# Word2Vec

Word2Vec 不是单一算法，而是一种模型体系结构和优化，可用与从大型数据集中学习单词嵌入。通过 Word2Vec 学习到的嵌入已被证明在各种下游自然语言处理任务上是成功的。

这里的 Word2Vec 基于下面两篇论文：

- 向量空间中单词表示的有效估计
    - https://arxiv.org/pdf/1301.3781.pdf
- 单词和短语的分布式表示及其组成
    - https://papers.nips.cc/paper/2013/file/9aa42b31882ec039965f3c4923ce901b-Paper.pdf

上面的两篇论文提出了两种学习单词表示方法：

- 连续词袋模型(Continuous Bag-of-Words Model, CBOW) 
    - 基于周围的上下文词来预测中间词。上下文由当前(中间)词之前和之后的几个词组成。这种体系结构被称为“词袋模型”，因为上下文中的单词顺序并不重要
- 连续跳过语法模型(Continuous Skip-gram Model, Skip-gram)
    - 用于预测同一个句子中当前单词前后一定范围内的单词

In [5]:
import io
import itertools
import numpy as np
import os
import re
import string
import tqdm
import tensorflow as tf
from tensorflow.keras import Model, Sequential, layers
from IPython.core.interactiveshell import InteractiveShell
InteractiveShell.ast_node_interactivity = "all"

In [6]:
SEED = 42
AUTOTUNE = tf.data.AUTOTUNE

# 1.简单文本向量化

## 1.1 文本分词

In [8]:
sentence = "The wide rode shimmered in the hot sun"
tokens = list(sentence.lower().split())
tokens

['the', 'wide', 'rode', 'shimmered', 'in', 'the', 'hot', 'sun']

## 1.2 建立文本词汇表

### 1.2.1 建立词汇表

In [16]:
vocab = {
    "<pad>": 0
}
index = 1
for token in tokens:
    if token not in vocab:
        vocab[token] = index
        index += 1
vocab
vocab_size = len(vocab)
vocab_size

{'<pad>': 0,
 'the': 1,
 'wide': 2,
 'rode': 3,
 'shimmered': 4,
 'in': 5,
 'hot': 6,
 'sun': 7}

8

### 1.2.2 建立逆词汇表

In [14]:
inverse_vocab = {
    index: token for token, index in vocab.items()
}
inverse_vocab

{0: '<pad>',
 1: 'the',
 2: 'wide',
 3: 'rode',
 4: 'shimmered',
 5: 'in',
 6: 'hot',
 7: 'sun'}

## 1.3 文本向量化

In [15]:
example_sequence = [vocab[word] for word in tokens]
example_sequence

[1, 2, 3, 4, 5, 1, 6, 7]

# 2.文本生成 Skip-grams

In [17]:
window_size = 2
positive_skip_grams, _ = tf.keras.preprocessing.sequence.skipgrams(
    example_sequence,
    vocabulary_size = vocab_size,
    window_size = window_size,
    negative_samples = 0
)

## 任务目标
1) 根据这篇 Word2Vec 文章，连续词袋模型为什么被称为“词袋模型”？
2) 把这篇 Word2Vec 文章从“上面的两篇论文提出了两种学习单词表示方法：”到“Skip-gram Model, Skip-gram)”的部分逐字抄录下来。

## 给定数据
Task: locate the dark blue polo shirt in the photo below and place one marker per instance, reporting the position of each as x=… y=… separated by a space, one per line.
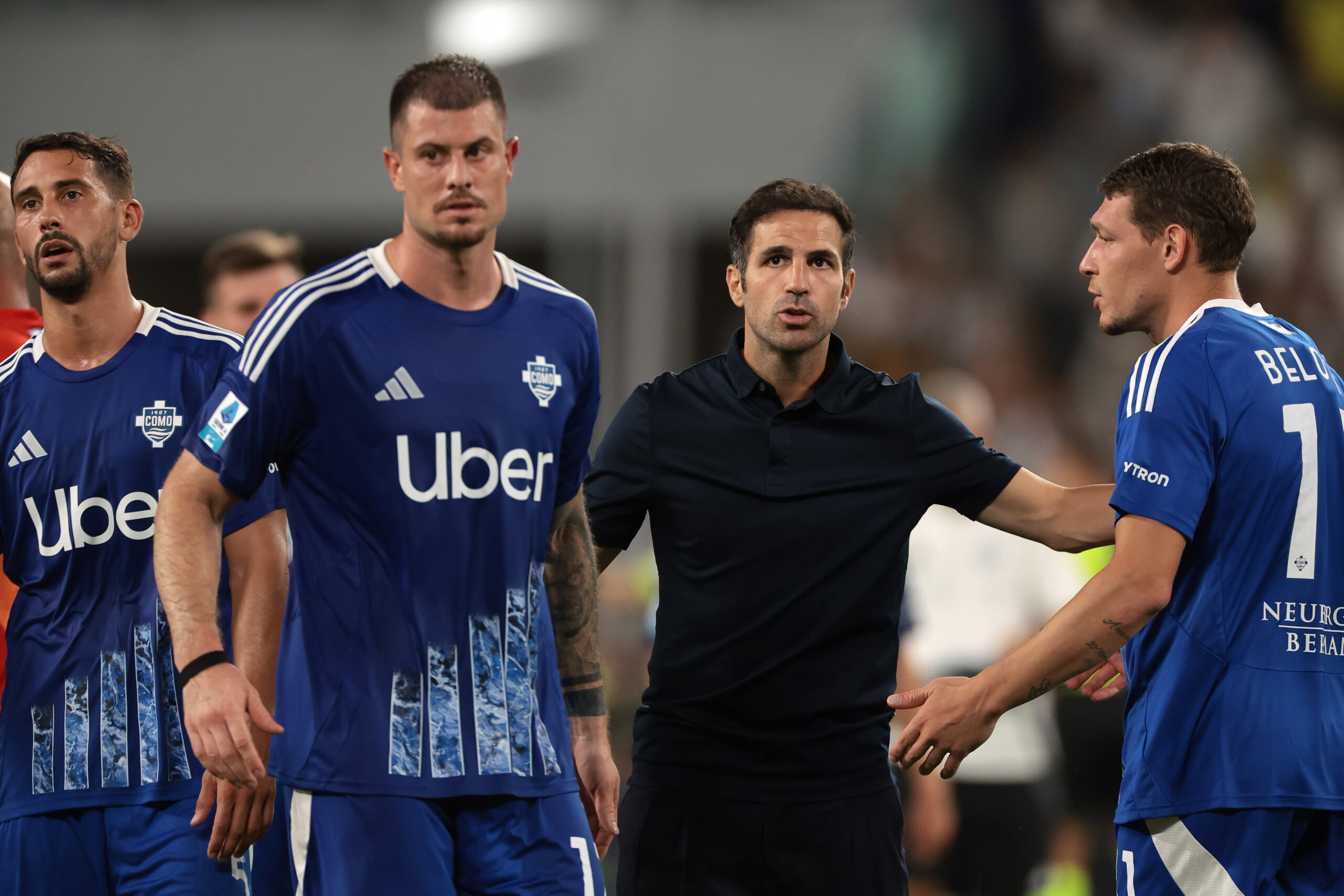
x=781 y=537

## 练习结果
1) 因为上下文中的单词顺序并不重要。

2)
上面的两篇论文提出了两种学习单词表示方法：

- 连续词袋模型(Continuous Bag-of-Words Model, CBOW) 
    - 基于周围的上下文词来预测中间词。上下文由当前(中间)词之前和之后的几个词组成。这种体系结构被称为“词袋模型”，因为上下文中的单词顺序并不重要
- 连续跳过语法模型(Continuous Skip-gram Model, Skip-gram)